Nach Informationen des Nachrichtenmagazins Der Spiegel tauschten sich die Rechtsterroristen in einer Telegram-Chatgruppe mit dem Titel „Planung zur Revolution“ aus und schwadronierten darin von einem gewaltsamen „Systemwechsel“. Um dieses Ziel zu verfolgen, sollten „nur gewaltbereite Leute“ rekrutiert werden. Offenbar versuchten sie auch, an halbautomatische Waffen zu kommen. Die geplante Aktion am 3. Oktober hätte einen „Wendepunkt“ in der deutschen Geschichte darstellen sollen, so die Neonazis laut Spiegel in dem Chat.

Dass die Terrorgruppe eine massive Operation plante, zeigt sich auch daran, dass sie laut Süddeutscher Zeitung „mehr bewirken wollte als der Nationalsozialistische Untergrund (NSU), die bislang gefährlichste rechte Terrorgruppe in der Bundesrepublik“. Untereinander sollen Mitglieder von „Revolution Chemnitz“ „darüber gesprochen haben, dass sie nicht nur Angst und Schrecken verbreiten wollten wie die NSU-Verbrecher Uwe Mundlos, Uwe Böhnhardt und Beate Zschäpe, sondern die Gesellschaft ganz umwälzen wollten. Die NSU sei nur eine Stümpertruppe gewesen, blutige Anfänger.“

Vertreter der Bundesregierung und der sächsischen Landesregierung reagierten mit geheucheltem Entsetzen auf die Ereignisse und versuchten, sich als Vorkämpfer gegen rechte Gewalt zu präsentieren. „Von rechtem Terror geht reale und große Gefahr aus. Hooligans, Skinheads und Neonazis schließen sich zu gefährlichen Gruppen zusammen, um mit schweren Gewalttaten Angst und Hass zu verbreiten“, sagte die sozialdemokratische Justizministerin Katarina Barley den Zeitungen der Funke-Mediengruppe.

AUFGABE:
Beantworte anhand des Textauszugs kurz diese Fragen:
1. Welchen Titel trug die Telegram-Chatgruppe laut Spiegel?
2. Wie bezeichneten Mitglieder von „Revolution Chemnitz“ den NSU untereinander?
3. Gegenüber welchen Medien äußerte sich Katarina Barley?

DATENLISTE:
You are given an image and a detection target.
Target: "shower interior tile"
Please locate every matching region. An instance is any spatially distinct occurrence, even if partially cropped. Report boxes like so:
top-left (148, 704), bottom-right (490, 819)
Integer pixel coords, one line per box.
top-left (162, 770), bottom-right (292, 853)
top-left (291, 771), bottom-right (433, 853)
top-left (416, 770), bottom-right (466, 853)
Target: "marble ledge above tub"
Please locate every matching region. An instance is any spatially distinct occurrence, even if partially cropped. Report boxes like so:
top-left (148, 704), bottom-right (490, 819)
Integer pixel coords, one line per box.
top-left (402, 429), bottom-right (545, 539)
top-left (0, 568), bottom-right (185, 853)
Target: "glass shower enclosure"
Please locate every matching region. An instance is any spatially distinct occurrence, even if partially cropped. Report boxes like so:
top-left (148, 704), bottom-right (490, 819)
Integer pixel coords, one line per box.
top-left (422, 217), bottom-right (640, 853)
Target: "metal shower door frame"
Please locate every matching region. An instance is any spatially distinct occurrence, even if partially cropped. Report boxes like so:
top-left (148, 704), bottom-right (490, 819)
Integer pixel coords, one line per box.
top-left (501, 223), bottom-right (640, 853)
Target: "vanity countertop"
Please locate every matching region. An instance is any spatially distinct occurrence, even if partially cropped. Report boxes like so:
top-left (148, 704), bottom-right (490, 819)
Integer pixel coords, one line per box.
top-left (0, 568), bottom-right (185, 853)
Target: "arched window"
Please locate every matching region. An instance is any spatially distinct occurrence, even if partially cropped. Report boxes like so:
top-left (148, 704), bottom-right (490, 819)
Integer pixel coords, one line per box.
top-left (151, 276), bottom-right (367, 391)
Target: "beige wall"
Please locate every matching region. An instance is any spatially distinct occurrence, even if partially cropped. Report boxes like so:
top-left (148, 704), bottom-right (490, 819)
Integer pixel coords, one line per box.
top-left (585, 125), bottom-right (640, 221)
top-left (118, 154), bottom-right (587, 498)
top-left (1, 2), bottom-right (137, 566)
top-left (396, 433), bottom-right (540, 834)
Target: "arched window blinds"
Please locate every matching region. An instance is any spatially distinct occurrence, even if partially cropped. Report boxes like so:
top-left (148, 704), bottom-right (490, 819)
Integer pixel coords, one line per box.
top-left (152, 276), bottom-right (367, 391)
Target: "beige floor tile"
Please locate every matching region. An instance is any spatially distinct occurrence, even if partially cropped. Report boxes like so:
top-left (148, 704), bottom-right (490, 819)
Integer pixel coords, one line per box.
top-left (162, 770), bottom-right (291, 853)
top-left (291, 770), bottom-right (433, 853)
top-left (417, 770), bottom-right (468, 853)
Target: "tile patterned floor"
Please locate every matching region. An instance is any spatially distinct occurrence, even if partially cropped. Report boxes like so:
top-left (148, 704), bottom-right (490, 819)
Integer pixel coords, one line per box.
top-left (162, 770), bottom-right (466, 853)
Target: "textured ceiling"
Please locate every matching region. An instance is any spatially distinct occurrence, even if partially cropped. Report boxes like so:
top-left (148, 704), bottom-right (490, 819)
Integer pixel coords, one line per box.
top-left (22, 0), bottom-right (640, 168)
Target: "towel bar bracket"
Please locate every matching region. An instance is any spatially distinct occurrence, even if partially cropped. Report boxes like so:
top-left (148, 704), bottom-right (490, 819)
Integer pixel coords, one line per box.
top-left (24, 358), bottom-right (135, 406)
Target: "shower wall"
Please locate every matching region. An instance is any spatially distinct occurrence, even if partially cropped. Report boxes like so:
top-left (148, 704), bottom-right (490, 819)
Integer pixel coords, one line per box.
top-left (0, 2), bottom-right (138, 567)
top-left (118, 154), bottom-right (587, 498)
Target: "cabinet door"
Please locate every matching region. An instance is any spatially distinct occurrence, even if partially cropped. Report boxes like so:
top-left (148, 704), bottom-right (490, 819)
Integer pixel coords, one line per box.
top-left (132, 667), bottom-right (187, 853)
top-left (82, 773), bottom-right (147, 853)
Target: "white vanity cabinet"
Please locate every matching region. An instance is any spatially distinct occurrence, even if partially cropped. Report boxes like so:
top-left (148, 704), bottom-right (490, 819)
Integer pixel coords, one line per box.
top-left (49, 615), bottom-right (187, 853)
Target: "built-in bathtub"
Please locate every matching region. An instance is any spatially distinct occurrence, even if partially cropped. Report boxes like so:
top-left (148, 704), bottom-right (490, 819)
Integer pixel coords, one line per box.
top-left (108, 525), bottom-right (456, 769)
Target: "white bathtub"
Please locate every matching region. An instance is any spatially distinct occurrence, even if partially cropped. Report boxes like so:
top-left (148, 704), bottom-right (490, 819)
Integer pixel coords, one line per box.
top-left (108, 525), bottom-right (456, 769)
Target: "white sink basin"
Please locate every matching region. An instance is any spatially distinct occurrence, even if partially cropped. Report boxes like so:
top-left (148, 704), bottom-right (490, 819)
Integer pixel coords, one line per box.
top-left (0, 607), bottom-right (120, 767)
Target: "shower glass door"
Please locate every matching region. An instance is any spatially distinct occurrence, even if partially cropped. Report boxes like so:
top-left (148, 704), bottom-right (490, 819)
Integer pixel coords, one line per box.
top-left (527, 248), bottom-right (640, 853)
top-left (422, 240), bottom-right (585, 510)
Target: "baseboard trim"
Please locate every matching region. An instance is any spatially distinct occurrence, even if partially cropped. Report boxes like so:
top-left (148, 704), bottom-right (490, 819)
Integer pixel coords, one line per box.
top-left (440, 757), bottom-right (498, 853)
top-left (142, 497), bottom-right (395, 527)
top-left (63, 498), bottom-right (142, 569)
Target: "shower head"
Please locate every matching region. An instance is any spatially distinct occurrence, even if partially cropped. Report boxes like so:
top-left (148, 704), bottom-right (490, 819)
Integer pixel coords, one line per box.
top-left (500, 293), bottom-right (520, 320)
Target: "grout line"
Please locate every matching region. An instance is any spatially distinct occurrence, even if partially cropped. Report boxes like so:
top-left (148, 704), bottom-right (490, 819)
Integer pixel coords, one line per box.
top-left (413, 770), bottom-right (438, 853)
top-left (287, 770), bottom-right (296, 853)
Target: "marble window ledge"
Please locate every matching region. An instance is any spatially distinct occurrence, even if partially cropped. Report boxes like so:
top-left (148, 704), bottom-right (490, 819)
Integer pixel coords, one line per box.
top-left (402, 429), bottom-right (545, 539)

ANTWORT:
1. „Planung zur Revolution“
2. Als „Stümpertruppe“ und „blutige Anfänger“
3. Gegenüber den Zeitungen der Funke-Mediengruppe